The system-wide configuration file is stored in '/etc/asound.conf', all ALSA compliant applications will read this file each time they start. The best place to look to get a sense of your current sound devices is here in '/proc/asound/'. If you don't have a configuration file, ALSA applications will use /proc/asound/card0 as the default sound device. You can check what verison of ALSA you're running here '/proc/asound/version'.

Each sound device has a bunch of 'pcms' associated with it. Each pcm is basically an output channel: "front", "rear", "surround41", "surround51", etc. You can see which pcm channels are available by using this command:

aplay -L | grep CARD

A few of these pcm channels do not correspond to physical audio outputs but are software channels provided by ALSA. The one we're interested in is called 'dmix'. The 'dmix' channel is a software mixer provided by ALSA to handle multiple concurrent input streams.

Records provided:
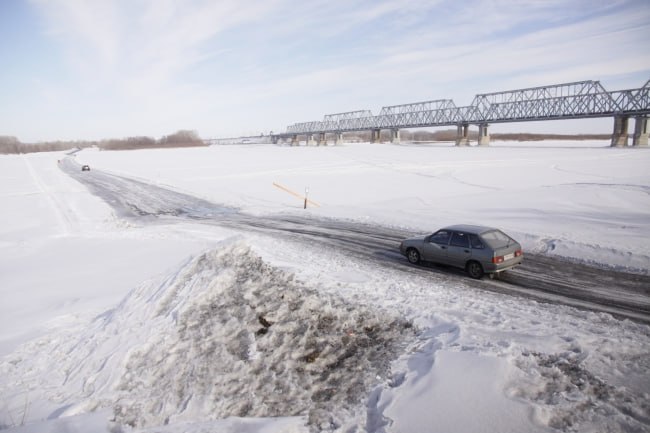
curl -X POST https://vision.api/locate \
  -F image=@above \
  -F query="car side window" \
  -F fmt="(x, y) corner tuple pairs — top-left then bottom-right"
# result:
(451, 232), (469, 248)
(469, 235), (485, 250)
(429, 230), (451, 245)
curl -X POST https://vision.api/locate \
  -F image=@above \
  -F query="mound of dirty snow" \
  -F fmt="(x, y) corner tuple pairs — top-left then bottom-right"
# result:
(0, 241), (415, 430)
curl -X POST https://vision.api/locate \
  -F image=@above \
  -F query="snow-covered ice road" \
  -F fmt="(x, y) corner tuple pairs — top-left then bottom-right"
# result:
(60, 158), (650, 323)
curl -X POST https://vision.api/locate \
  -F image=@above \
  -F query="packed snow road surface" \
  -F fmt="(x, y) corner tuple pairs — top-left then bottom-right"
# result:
(60, 158), (650, 323)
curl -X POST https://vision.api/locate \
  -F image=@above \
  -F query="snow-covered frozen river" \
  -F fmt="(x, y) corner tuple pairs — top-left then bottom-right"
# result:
(0, 142), (650, 432)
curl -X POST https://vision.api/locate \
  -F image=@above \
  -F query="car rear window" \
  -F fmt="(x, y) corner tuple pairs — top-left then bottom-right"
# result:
(481, 230), (515, 248)
(429, 230), (451, 245)
(451, 232), (469, 248)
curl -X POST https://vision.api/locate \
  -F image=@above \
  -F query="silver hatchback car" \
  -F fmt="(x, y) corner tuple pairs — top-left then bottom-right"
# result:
(399, 224), (524, 279)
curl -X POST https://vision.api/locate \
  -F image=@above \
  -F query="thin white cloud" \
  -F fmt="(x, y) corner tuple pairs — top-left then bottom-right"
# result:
(8, 0), (650, 138)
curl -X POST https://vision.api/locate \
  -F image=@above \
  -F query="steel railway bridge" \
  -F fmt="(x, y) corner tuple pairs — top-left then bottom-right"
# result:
(271, 80), (650, 147)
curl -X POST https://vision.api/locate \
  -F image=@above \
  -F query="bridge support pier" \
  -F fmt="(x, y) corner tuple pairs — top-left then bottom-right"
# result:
(456, 123), (469, 146)
(612, 116), (630, 147)
(632, 116), (648, 147)
(478, 123), (490, 146)
(370, 129), (381, 143)
(390, 128), (400, 144)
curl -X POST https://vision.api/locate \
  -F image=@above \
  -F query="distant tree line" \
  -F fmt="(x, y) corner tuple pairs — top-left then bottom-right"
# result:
(0, 130), (206, 154)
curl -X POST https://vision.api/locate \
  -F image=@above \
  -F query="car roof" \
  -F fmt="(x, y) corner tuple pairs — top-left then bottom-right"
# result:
(441, 224), (498, 235)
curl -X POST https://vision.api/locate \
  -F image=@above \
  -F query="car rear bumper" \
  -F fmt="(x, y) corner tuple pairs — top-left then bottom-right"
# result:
(483, 255), (524, 274)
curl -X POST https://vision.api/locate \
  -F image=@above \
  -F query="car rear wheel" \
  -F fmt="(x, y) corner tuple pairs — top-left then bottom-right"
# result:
(465, 261), (483, 280)
(406, 248), (420, 265)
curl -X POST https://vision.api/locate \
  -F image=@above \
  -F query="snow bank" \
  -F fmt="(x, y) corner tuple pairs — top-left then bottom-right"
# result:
(2, 242), (415, 430)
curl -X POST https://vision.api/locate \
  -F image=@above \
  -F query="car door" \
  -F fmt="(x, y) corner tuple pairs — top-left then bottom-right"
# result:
(447, 231), (472, 268)
(422, 230), (451, 264)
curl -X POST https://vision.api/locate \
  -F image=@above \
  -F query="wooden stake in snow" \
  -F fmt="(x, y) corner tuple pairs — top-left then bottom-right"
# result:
(273, 182), (320, 209)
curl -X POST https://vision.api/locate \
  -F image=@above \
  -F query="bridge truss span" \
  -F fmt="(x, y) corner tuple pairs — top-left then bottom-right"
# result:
(274, 80), (650, 146)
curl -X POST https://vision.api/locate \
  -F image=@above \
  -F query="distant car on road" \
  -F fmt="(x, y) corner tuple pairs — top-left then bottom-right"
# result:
(399, 224), (524, 279)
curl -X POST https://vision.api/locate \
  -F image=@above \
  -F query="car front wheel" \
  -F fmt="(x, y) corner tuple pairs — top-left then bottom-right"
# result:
(465, 261), (483, 280)
(406, 248), (420, 265)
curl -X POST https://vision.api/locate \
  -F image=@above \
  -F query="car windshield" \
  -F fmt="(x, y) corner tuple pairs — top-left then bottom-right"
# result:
(481, 230), (515, 248)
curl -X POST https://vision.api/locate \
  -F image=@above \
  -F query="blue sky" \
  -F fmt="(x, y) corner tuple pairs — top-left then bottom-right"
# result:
(0, 0), (650, 142)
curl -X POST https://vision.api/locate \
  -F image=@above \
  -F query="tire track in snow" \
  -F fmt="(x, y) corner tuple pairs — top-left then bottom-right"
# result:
(21, 154), (76, 235)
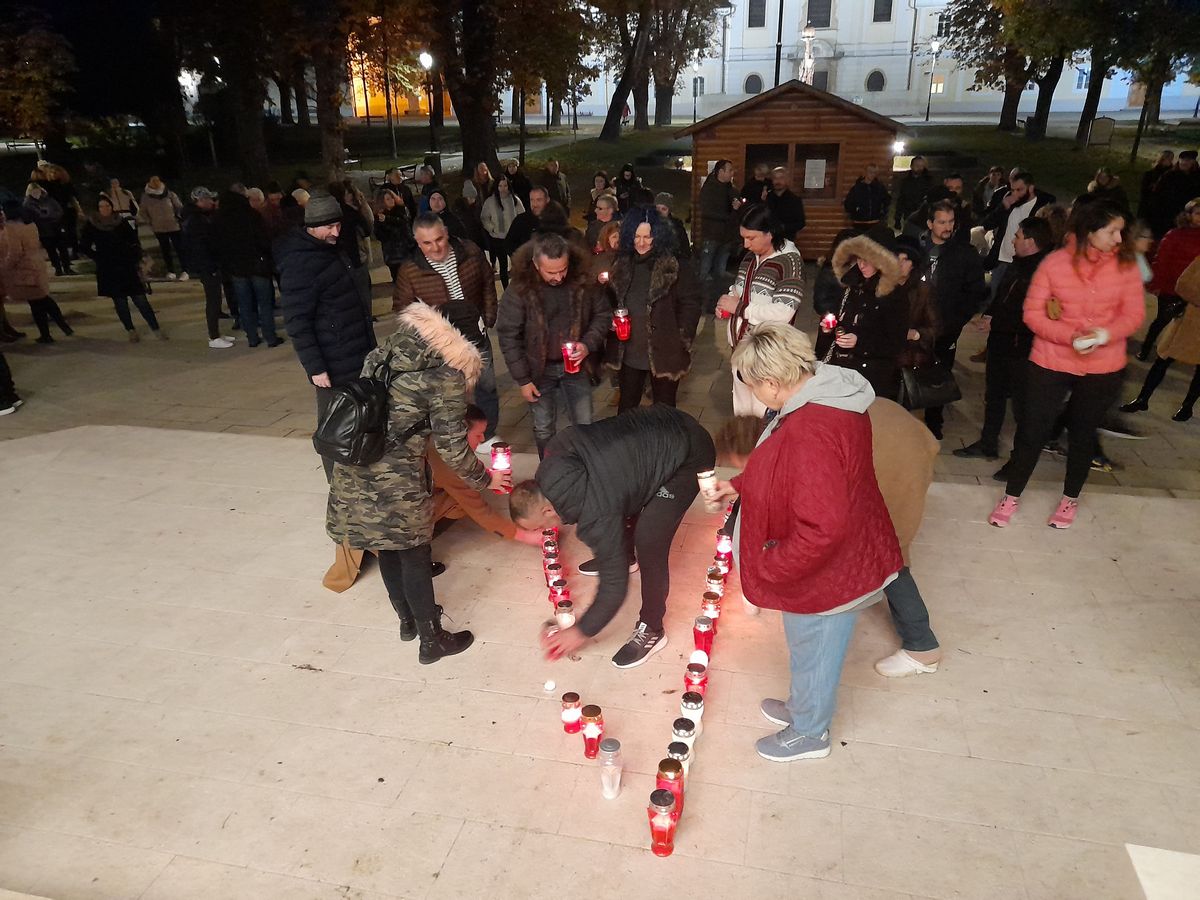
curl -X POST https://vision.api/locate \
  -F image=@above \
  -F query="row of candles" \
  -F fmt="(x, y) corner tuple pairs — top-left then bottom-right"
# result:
(542, 480), (733, 857)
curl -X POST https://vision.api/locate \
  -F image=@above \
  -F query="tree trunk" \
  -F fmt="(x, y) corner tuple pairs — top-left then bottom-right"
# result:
(1025, 54), (1067, 140)
(312, 40), (346, 181)
(271, 76), (296, 125)
(654, 78), (674, 127)
(292, 60), (312, 128)
(1075, 47), (1109, 146)
(634, 66), (650, 131)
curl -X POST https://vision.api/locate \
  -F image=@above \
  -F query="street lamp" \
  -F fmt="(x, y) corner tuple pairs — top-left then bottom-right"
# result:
(800, 22), (817, 84)
(416, 50), (440, 163)
(925, 37), (942, 122)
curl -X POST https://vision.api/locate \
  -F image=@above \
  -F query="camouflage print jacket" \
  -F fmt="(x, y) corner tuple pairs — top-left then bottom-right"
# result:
(325, 302), (488, 550)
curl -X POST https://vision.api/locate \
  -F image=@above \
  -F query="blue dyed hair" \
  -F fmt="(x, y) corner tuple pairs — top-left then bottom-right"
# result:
(617, 206), (674, 257)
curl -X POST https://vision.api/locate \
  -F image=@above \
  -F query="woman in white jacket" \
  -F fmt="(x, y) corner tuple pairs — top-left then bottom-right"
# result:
(479, 175), (524, 287)
(716, 204), (804, 418)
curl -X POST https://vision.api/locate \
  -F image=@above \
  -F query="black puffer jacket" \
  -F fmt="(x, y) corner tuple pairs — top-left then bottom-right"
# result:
(275, 230), (376, 388)
(536, 404), (716, 636)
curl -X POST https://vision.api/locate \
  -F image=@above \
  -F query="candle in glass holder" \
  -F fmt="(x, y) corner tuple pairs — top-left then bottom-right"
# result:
(654, 756), (683, 822)
(667, 740), (691, 781)
(612, 306), (632, 341)
(683, 662), (708, 697)
(679, 691), (704, 738)
(671, 715), (698, 750)
(580, 706), (604, 760)
(646, 787), (676, 857)
(600, 738), (624, 800)
(691, 614), (713, 655)
(492, 440), (512, 493)
(563, 691), (582, 734)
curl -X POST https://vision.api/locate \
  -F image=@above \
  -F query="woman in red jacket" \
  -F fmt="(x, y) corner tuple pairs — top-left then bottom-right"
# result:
(720, 323), (904, 762)
(988, 203), (1146, 528)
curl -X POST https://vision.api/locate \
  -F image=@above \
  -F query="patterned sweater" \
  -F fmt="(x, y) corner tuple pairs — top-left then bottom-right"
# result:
(728, 241), (804, 347)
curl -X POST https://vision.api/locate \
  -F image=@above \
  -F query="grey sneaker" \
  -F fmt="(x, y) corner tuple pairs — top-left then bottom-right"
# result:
(612, 622), (667, 668)
(758, 697), (792, 727)
(755, 725), (829, 762)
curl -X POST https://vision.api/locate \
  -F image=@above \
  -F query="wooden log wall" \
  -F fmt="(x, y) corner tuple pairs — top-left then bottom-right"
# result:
(691, 92), (895, 260)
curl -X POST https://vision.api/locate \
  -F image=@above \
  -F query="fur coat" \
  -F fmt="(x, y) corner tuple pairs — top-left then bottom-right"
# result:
(325, 302), (488, 551)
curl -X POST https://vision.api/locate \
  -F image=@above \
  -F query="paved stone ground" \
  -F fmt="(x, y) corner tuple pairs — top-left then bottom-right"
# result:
(0, 262), (1200, 508)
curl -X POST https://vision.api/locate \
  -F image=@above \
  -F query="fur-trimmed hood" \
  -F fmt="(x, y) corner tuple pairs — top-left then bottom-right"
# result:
(833, 234), (900, 296)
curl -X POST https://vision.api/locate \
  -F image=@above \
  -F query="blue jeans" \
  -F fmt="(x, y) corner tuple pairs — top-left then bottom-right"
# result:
(232, 275), (276, 347)
(529, 362), (592, 458)
(784, 608), (858, 738)
(883, 565), (937, 652)
(475, 341), (500, 440)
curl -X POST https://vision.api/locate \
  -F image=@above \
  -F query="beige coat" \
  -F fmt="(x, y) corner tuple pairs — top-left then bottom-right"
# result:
(1157, 258), (1200, 366)
(866, 397), (938, 565)
(0, 220), (50, 302)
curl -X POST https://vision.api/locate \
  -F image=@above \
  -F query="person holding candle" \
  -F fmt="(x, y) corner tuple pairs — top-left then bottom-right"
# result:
(325, 301), (512, 664)
(496, 234), (612, 456)
(700, 323), (904, 762)
(509, 404), (716, 668)
(716, 204), (804, 416)
(605, 206), (701, 413)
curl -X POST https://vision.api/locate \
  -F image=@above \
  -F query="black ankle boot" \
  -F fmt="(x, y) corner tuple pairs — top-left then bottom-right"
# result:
(416, 616), (475, 666)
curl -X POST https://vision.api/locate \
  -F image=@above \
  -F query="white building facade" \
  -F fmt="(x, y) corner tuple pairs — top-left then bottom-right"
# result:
(571, 0), (1200, 122)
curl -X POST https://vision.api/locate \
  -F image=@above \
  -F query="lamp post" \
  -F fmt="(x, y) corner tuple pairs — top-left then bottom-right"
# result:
(800, 22), (817, 84)
(925, 37), (942, 122)
(416, 50), (439, 154)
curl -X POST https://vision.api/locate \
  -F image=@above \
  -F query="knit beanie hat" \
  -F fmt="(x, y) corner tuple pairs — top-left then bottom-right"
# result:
(304, 193), (342, 228)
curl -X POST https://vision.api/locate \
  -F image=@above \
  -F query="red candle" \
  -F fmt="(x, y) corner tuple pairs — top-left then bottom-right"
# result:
(563, 691), (583, 734)
(654, 756), (683, 822)
(563, 341), (580, 374)
(647, 787), (676, 857)
(612, 307), (632, 341)
(683, 662), (708, 697)
(580, 706), (604, 760)
(691, 616), (713, 656)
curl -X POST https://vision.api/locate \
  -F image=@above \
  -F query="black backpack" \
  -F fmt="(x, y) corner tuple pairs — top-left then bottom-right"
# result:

Exercises:
a - Give every file or directory path that appears in the ALSA text.
b - According to the ALSA text, what do ALSA applications use as the default sound device when no configuration file exists?
c - Condense the paragraph of the ALSA text beginning "A few of these pcm channels" into two sentences, keeping its main facts.

The solutions:
a -
- /etc/asound.conf
- /proc/asound/
- /proc/asound/card0
- /proc/asound/version

b - They use /proc/asound/card0.

c - Some pcm channels are software channels supplied by ALSA rather than physical audio outputs. The relevant one is 'dmix', a software mixer that handles multiple concurrent input streams.